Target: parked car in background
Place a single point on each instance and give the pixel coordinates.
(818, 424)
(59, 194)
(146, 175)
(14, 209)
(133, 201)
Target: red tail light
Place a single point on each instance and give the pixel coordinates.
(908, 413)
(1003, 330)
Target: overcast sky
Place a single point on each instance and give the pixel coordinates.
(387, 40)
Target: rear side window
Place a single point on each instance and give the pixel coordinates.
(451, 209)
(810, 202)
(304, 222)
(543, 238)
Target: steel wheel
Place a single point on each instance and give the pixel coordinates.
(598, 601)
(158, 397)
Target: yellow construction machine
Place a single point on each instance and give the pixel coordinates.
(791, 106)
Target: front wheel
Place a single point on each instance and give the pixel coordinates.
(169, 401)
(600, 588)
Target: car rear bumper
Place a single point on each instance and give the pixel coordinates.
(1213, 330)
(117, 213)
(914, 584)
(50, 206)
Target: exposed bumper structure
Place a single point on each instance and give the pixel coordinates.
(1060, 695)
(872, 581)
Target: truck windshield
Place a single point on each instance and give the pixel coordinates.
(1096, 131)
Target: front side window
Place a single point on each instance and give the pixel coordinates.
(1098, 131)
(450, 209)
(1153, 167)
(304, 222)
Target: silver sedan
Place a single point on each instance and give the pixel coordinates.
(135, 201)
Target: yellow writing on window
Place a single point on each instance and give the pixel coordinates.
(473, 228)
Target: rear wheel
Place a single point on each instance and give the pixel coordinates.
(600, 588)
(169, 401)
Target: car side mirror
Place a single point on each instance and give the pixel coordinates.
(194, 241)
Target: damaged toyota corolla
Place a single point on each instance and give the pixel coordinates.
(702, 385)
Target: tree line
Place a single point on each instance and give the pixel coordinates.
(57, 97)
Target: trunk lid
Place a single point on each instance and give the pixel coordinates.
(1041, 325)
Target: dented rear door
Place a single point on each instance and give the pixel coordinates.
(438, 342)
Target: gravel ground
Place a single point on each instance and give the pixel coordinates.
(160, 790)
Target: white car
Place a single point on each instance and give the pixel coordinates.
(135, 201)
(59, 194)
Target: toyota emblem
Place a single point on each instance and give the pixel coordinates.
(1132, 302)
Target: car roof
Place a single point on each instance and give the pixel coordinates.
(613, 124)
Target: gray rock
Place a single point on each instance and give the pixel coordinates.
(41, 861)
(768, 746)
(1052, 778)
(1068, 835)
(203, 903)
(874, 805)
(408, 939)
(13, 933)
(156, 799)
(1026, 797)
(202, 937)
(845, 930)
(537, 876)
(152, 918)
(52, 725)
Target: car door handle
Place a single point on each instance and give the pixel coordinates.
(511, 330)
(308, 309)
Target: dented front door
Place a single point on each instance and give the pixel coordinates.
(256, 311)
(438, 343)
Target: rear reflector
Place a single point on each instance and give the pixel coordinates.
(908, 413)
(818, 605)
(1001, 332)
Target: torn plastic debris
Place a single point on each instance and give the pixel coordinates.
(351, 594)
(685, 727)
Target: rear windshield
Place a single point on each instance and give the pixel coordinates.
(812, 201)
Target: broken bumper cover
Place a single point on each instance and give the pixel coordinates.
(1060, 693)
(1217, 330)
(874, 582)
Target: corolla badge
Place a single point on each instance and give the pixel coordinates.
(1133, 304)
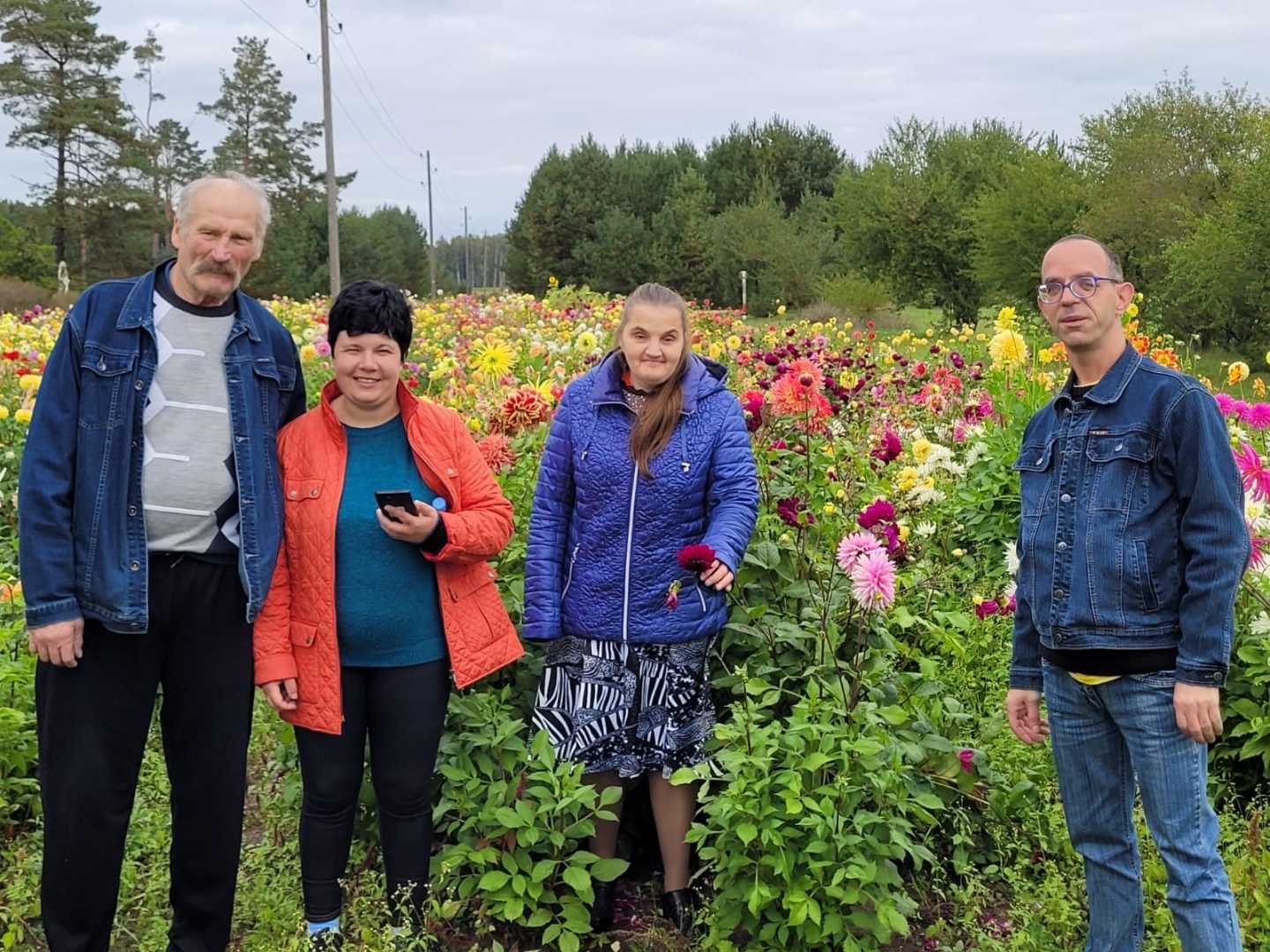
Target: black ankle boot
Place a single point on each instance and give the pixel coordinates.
(681, 908)
(602, 908)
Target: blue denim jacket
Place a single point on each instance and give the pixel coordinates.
(1133, 532)
(81, 531)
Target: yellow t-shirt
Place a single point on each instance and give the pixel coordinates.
(1094, 678)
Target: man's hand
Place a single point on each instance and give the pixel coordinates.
(61, 643)
(1199, 711)
(407, 528)
(1022, 710)
(280, 695)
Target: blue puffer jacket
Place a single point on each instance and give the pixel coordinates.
(603, 539)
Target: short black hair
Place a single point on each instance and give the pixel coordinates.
(371, 308)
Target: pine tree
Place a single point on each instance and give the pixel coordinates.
(262, 141)
(168, 156)
(57, 83)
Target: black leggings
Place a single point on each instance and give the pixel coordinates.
(404, 712)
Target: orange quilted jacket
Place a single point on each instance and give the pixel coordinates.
(295, 632)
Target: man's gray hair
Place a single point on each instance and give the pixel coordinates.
(1114, 268)
(185, 199)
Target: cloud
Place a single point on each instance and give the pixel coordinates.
(488, 89)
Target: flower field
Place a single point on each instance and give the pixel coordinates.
(865, 791)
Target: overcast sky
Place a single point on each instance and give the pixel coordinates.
(489, 86)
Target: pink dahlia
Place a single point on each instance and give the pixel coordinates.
(857, 544)
(873, 579)
(1252, 471)
(1258, 417)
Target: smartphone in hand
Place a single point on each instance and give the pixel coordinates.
(397, 496)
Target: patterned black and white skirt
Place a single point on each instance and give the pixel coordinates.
(631, 709)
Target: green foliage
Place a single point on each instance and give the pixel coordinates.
(908, 215)
(23, 258)
(19, 798)
(514, 822)
(782, 254)
(57, 84)
(260, 140)
(1036, 199)
(1160, 160)
(788, 160)
(856, 296)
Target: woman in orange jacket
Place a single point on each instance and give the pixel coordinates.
(372, 607)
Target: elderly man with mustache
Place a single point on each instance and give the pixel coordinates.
(150, 518)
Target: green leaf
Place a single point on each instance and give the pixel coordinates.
(930, 801)
(493, 881)
(508, 818)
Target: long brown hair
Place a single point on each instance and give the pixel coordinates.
(661, 409)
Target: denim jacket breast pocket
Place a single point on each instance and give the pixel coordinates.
(106, 377)
(272, 380)
(1119, 469)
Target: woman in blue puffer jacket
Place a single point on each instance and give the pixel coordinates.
(646, 502)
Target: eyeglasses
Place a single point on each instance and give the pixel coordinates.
(1086, 286)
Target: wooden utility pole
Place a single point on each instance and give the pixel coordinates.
(467, 254)
(432, 239)
(332, 192)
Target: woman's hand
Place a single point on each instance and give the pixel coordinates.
(407, 528)
(718, 576)
(280, 695)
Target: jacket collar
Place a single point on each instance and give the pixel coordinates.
(138, 308)
(703, 377)
(1114, 383)
(407, 401)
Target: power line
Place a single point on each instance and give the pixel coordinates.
(375, 92)
(366, 100)
(362, 135)
(260, 17)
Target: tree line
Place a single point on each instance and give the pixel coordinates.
(952, 216)
(115, 169)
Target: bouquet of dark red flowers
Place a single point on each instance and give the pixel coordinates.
(696, 559)
(692, 559)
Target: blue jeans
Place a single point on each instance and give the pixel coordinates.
(1104, 736)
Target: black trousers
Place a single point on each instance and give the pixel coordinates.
(403, 710)
(93, 723)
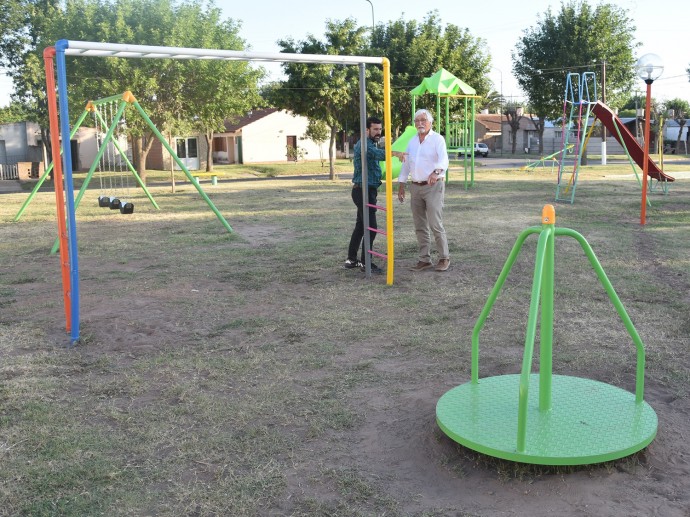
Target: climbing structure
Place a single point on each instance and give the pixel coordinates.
(459, 132)
(580, 95)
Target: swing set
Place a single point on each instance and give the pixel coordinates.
(55, 57)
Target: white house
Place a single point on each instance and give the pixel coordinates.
(264, 135)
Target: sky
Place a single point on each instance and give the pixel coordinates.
(661, 29)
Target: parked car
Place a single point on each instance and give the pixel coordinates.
(479, 150)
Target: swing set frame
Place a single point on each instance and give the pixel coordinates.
(59, 125)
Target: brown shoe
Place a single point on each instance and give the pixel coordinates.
(443, 265)
(421, 266)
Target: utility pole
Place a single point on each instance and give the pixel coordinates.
(603, 99)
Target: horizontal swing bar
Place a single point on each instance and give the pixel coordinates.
(99, 49)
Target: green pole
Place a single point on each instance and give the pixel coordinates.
(620, 308)
(182, 166)
(131, 167)
(529, 338)
(47, 171)
(546, 327)
(512, 257)
(89, 175)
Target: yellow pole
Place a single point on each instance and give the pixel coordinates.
(390, 270)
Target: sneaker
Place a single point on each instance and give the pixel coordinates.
(421, 266)
(443, 265)
(375, 270)
(351, 264)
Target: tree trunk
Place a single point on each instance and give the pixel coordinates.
(209, 151)
(331, 153)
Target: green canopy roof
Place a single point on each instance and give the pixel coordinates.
(443, 83)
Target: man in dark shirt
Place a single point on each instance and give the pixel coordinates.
(374, 156)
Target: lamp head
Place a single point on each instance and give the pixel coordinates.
(649, 68)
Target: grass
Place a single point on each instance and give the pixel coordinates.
(249, 374)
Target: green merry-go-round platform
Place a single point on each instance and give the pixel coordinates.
(542, 418)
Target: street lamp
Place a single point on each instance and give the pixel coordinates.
(649, 68)
(372, 17)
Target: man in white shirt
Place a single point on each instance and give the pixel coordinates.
(426, 162)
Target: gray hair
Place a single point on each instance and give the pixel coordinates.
(427, 113)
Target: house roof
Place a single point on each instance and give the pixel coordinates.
(247, 119)
(492, 122)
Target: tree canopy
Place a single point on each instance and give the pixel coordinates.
(418, 50)
(197, 93)
(578, 38)
(326, 92)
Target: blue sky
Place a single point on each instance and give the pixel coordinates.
(661, 28)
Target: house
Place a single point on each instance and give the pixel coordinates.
(265, 135)
(262, 135)
(21, 150)
(21, 145)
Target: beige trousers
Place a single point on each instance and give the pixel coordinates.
(427, 213)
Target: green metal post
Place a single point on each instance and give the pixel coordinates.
(182, 166)
(530, 335)
(43, 177)
(97, 159)
(130, 166)
(512, 256)
(546, 327)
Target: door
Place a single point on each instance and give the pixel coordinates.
(291, 148)
(188, 152)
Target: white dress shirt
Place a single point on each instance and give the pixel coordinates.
(424, 158)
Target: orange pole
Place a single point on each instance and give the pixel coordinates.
(645, 165)
(48, 59)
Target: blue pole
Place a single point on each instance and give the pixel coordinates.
(60, 47)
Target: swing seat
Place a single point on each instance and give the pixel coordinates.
(127, 208)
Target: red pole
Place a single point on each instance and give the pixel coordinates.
(645, 166)
(48, 55)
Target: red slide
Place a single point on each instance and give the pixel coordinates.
(611, 120)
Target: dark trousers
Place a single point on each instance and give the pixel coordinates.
(358, 233)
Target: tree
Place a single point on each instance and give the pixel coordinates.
(514, 113)
(578, 38)
(317, 131)
(325, 92)
(418, 50)
(23, 25)
(681, 109)
(172, 92)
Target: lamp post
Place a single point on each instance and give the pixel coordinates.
(500, 106)
(649, 67)
(372, 17)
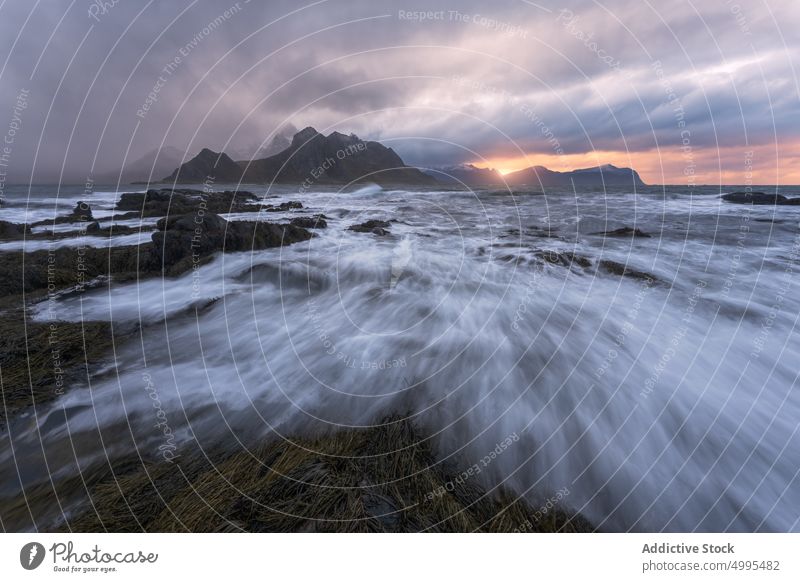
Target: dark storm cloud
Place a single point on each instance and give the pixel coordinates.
(104, 83)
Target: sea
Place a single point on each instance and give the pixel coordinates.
(662, 400)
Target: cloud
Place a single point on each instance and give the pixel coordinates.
(467, 81)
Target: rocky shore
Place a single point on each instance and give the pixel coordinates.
(382, 479)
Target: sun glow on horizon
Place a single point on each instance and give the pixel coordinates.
(669, 165)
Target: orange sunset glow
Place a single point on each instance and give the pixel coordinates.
(756, 165)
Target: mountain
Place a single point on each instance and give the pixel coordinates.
(311, 158)
(255, 151)
(150, 166)
(207, 164)
(467, 174)
(596, 177)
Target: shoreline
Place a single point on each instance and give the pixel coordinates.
(382, 479)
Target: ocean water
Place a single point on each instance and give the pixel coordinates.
(667, 403)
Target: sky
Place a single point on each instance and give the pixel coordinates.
(686, 93)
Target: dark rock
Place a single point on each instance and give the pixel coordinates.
(621, 270)
(317, 221)
(12, 230)
(624, 232)
(377, 227)
(565, 259)
(283, 207)
(81, 213)
(180, 239)
(760, 198)
(168, 201)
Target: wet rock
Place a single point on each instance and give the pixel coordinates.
(168, 201)
(316, 221)
(624, 232)
(614, 268)
(283, 207)
(760, 198)
(179, 239)
(12, 230)
(377, 227)
(565, 259)
(81, 213)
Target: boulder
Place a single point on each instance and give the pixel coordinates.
(624, 232)
(760, 198)
(195, 236)
(377, 227)
(316, 221)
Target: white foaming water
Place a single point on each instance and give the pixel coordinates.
(659, 405)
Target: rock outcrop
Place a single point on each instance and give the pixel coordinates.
(760, 198)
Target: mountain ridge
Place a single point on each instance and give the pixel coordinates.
(311, 158)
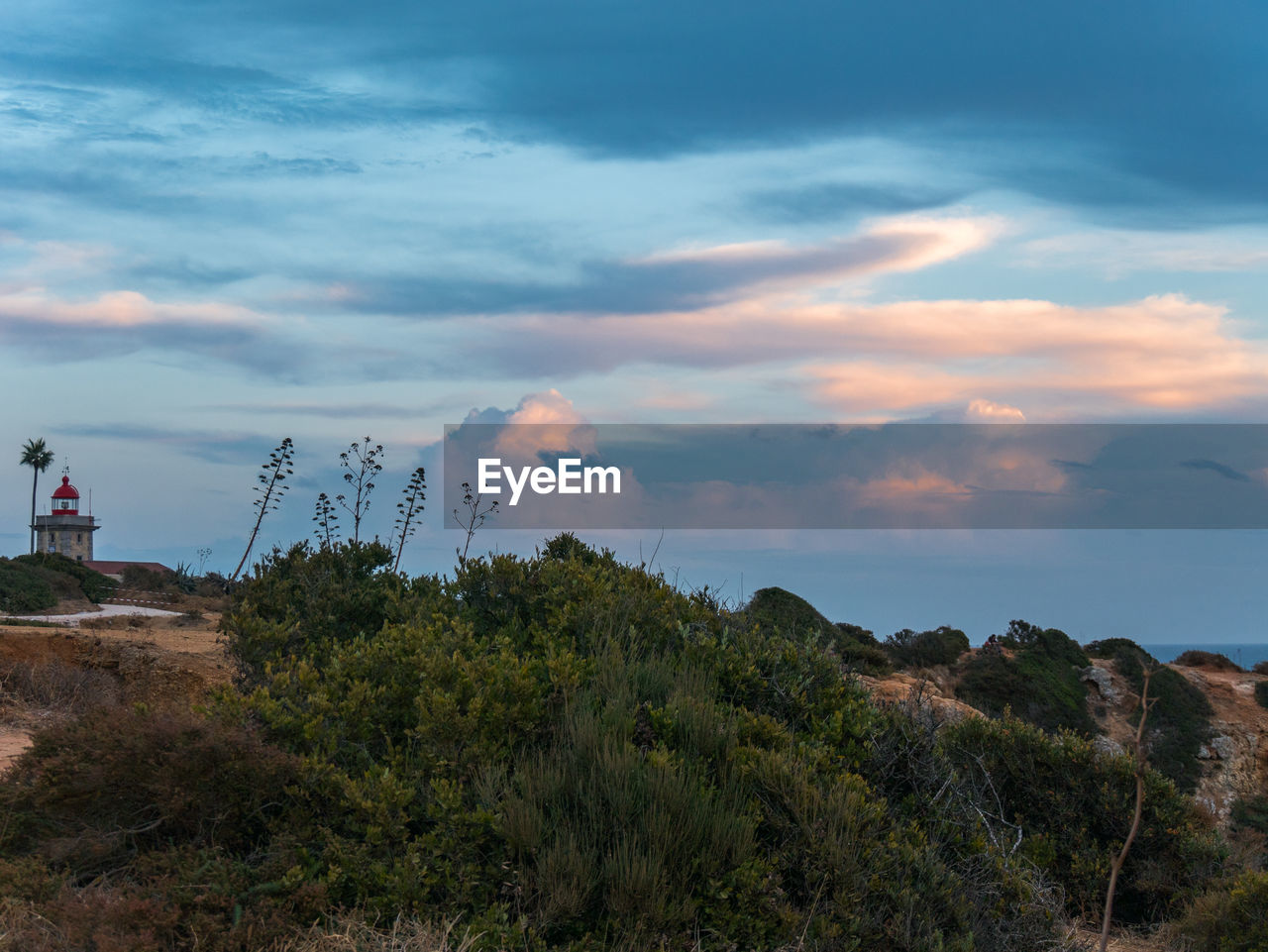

## Exercise objective
Reproduce the entries above exactly, but only the lines between the line holding "Target: short black hair" and the line holding "Target: green leaf", inclusive.

## Answer box
Target: short black hair
Place a single point on each instance and give the pixel coordinates.
(371, 308)
Target: pine tree
Place a single point on each instance and give the pixel coordinates.
(262, 141)
(168, 156)
(57, 83)
Target: black leggings
Place a single point on each instance and give the pixel coordinates.
(404, 712)
Target: orange quilted jacket
Place a single point on each instance and give the pixel coordinates.
(295, 632)
Target: man's gray hair
Place a single point on each instance and give the pixel coordinates.
(1114, 268)
(185, 199)
Target: cloud
Place a single point on each instance and give the pixel coordinates.
(488, 89)
Target: flower field
Place a single point on each instance and give the pixel coordinates.
(865, 791)
Target: overcast sky
Place a single point on each instance and give the pixel coordinates.
(489, 86)
Target: pink dahlia
Place a single point on each instance and give the pixel coordinates.
(857, 544)
(873, 579)
(1252, 471)
(1258, 417)
Target: smartphone in hand
Place a single point on each instance and give the pixel coordinates.
(397, 496)
Target: patterned black and white skirt
Place a single point on each instance and give the pixel coordinates.
(631, 709)
Target: green foliage
Place a single point on each instance and give the pixel coordinates.
(908, 215)
(23, 258)
(19, 798)
(514, 822)
(782, 254)
(57, 84)
(260, 140)
(1036, 199)
(1160, 160)
(788, 160)
(856, 296)
Target: woman in orange jacket
Place a single point on each instance and give the pixel coordinates.
(372, 607)
Target: elderly man with mustache
Place a single point on each instance and give the pixel coordinates.
(150, 518)
Target: green leaf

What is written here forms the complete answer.